Segment Start: Entries shown

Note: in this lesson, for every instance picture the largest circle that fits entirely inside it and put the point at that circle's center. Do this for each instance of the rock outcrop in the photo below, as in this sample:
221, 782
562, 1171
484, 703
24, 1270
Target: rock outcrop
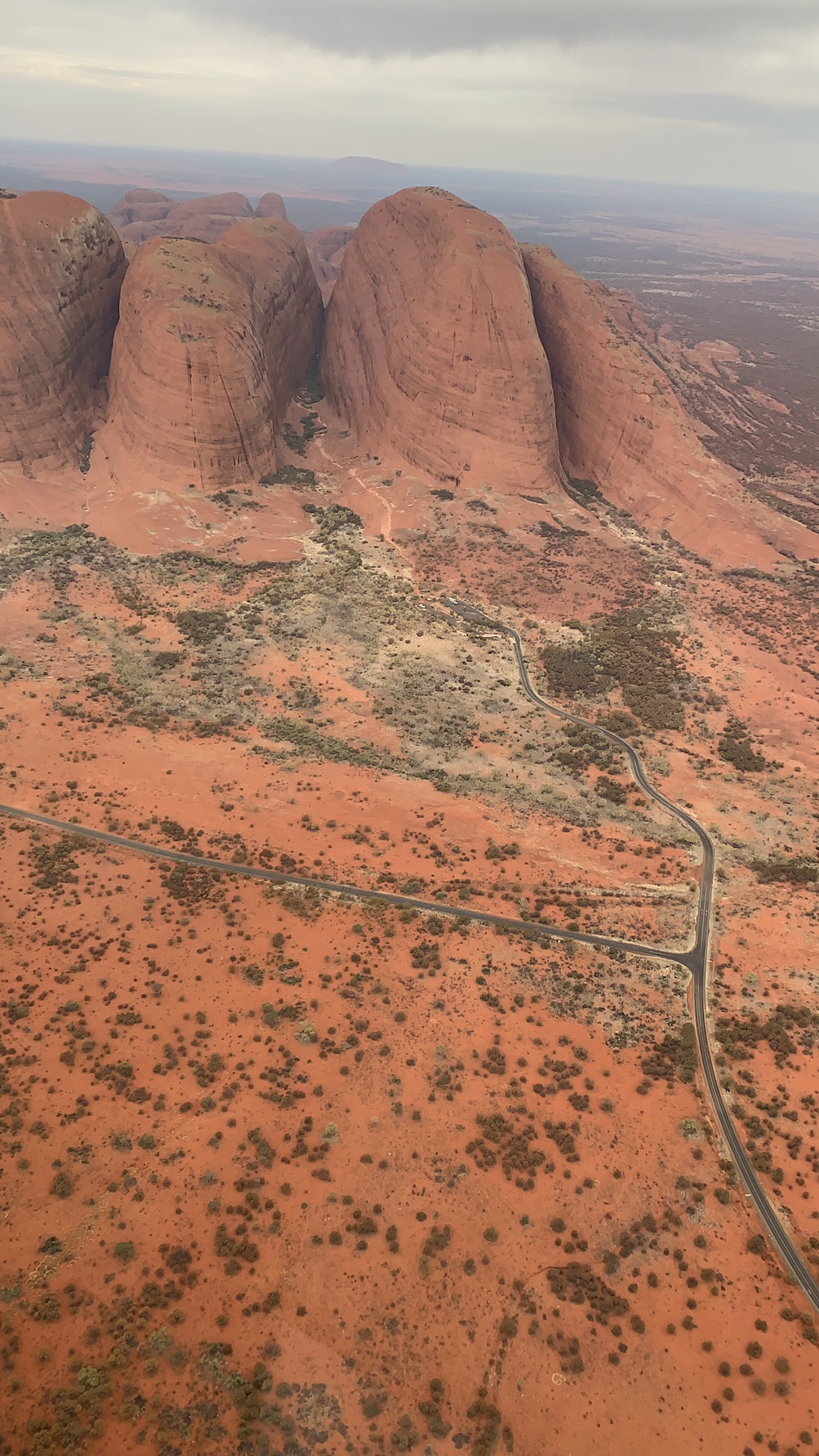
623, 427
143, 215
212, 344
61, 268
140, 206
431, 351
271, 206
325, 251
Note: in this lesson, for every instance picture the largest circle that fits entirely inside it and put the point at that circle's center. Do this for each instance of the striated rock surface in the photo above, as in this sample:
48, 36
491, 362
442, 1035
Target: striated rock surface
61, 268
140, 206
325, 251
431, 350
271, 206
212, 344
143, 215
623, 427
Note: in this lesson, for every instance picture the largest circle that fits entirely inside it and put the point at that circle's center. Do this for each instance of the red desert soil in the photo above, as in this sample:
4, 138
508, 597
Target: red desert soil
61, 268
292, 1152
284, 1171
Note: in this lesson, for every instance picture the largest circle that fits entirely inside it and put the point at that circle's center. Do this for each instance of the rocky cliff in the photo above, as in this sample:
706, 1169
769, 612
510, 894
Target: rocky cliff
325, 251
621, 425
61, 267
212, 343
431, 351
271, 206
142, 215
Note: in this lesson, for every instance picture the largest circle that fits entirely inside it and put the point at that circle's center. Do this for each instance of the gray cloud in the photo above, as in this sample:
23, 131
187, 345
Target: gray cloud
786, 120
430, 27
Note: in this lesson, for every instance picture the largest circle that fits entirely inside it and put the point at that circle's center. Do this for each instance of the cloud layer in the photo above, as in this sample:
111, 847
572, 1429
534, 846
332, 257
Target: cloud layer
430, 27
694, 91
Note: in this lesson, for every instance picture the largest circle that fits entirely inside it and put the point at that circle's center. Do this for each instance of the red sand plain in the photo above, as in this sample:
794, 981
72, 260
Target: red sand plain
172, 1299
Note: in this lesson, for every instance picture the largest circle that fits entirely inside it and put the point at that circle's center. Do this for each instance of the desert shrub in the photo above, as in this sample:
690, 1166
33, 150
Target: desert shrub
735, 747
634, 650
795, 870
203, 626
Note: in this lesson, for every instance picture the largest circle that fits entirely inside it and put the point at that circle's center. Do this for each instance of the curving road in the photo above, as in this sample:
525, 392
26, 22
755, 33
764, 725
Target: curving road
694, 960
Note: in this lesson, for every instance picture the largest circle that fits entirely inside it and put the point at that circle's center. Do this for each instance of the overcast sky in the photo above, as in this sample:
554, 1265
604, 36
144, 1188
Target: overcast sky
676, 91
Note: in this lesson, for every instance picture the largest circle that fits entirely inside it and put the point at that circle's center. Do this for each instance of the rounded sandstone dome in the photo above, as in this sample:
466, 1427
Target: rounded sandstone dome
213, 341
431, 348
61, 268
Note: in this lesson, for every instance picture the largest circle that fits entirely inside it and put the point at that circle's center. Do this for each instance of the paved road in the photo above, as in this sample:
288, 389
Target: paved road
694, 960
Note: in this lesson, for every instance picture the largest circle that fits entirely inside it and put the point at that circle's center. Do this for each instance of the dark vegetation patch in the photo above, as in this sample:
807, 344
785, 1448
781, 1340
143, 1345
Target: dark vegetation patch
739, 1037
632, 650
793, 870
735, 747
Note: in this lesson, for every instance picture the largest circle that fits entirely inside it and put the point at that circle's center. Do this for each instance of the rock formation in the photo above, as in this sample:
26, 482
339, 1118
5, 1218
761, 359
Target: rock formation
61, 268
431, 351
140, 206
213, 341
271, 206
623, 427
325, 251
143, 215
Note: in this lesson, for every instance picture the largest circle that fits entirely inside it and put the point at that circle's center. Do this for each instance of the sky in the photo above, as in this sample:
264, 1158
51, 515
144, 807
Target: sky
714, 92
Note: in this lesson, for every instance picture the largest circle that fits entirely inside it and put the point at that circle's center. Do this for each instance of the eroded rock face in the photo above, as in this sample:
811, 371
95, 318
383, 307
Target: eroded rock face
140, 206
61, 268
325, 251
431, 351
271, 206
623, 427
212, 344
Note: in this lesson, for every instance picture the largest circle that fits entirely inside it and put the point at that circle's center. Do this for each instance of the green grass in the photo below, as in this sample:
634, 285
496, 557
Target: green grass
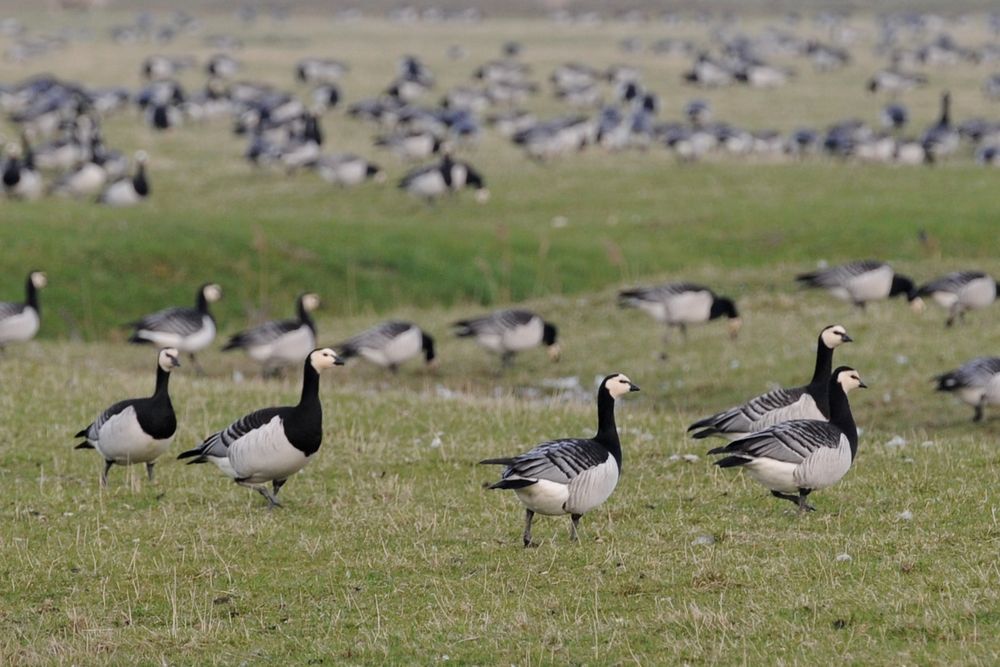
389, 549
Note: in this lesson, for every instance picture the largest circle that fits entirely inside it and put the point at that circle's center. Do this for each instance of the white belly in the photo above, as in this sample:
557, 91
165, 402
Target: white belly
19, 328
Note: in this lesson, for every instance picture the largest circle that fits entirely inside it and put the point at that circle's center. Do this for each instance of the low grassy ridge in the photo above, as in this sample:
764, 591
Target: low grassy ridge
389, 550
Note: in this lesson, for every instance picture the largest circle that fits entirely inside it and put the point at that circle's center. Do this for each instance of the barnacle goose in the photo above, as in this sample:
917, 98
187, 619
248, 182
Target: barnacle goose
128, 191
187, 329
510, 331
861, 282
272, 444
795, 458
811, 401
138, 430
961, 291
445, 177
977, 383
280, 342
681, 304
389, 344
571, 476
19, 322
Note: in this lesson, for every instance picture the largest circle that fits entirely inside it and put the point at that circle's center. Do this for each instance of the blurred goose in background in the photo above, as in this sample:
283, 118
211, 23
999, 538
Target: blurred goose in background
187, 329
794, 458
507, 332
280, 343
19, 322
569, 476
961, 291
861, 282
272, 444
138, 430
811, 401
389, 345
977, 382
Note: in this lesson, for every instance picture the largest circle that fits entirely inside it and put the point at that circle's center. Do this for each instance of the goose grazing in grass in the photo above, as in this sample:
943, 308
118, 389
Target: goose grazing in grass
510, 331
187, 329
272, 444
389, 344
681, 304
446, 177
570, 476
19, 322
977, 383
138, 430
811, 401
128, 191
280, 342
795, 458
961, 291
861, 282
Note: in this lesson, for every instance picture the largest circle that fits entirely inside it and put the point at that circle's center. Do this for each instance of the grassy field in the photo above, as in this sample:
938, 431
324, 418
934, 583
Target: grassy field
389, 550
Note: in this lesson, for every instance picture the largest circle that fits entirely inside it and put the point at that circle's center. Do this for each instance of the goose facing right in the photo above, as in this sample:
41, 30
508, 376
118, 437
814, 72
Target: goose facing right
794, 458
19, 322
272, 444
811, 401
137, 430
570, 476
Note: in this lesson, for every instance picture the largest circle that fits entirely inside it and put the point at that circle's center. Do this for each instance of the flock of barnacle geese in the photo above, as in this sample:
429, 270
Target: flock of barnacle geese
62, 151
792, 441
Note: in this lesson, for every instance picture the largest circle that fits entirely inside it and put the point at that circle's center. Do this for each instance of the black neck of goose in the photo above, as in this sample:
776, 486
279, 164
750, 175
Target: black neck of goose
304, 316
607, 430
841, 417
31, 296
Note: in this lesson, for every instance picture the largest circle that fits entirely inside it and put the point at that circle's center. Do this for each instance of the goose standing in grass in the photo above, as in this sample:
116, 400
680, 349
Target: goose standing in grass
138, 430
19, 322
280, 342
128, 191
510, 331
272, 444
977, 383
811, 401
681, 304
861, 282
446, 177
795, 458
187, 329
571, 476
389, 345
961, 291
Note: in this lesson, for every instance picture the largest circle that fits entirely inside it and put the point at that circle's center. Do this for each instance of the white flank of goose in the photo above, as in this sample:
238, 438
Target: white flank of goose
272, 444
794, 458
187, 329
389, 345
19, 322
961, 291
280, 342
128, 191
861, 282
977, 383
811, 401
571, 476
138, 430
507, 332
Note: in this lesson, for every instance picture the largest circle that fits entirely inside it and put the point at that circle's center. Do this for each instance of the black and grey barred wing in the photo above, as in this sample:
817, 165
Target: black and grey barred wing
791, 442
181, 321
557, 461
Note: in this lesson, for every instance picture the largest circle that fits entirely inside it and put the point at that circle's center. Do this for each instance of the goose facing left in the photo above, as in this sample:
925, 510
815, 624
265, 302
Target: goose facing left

Segment End: Entries shown

**Try it**
No lines before the one containing "facing left in" belong in the answer; write out that line and each one after it exactly, through the end of the records.

**Answer to this exercise**
Note: in this lesson, for every instance picture the largest circle that fits entirely inside it and put the point at that circle's center. Do this for each instance of the goose facing left in the photo above, as in this sample:
925, 510
815, 624
265, 302
Target: goose facing left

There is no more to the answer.